■ **CONSIGNE**
Affichez chaque ligne des enregistrements ci-dessous contenant le mot « instance ». La casse est significative.

■ **DONNÉES FOURNIES**
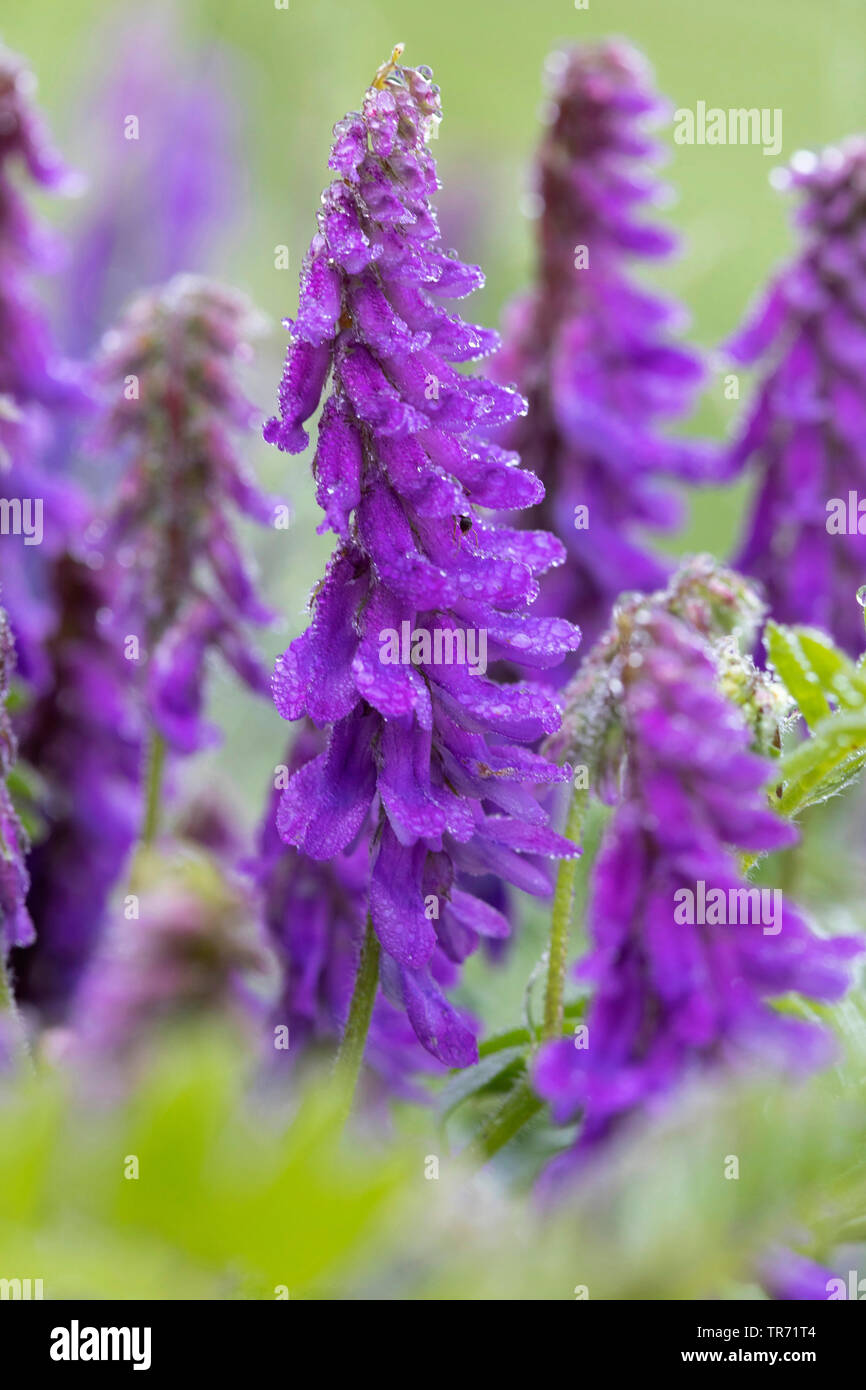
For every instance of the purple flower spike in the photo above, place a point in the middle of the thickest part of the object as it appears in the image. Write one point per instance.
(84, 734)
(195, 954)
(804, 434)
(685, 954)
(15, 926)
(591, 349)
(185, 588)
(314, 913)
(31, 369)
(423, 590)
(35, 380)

---

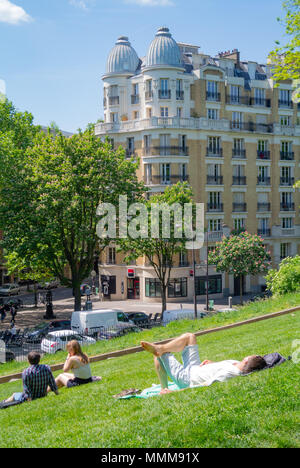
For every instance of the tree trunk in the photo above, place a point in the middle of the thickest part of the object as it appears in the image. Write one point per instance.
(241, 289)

---

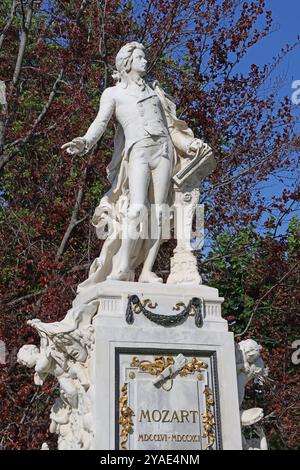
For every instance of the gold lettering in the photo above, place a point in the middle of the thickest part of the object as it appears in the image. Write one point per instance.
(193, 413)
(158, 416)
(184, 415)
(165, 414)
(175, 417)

■ **RÉSULTAT ATTENDU**
For every instance of the purple flower spike in the photo above, place a point in the middle of the thickest part of the object as it appears in the image. Write one point per instance.
For every instance of the tree trunk in the photo above, place a point in the middle of the thickest part of the object as it appears in the image. Write one point per instance.
For every instance of the gold lettering in the photo above, place a point in the middle of the thickest part of the object as it appears in the image. Write one point per instance.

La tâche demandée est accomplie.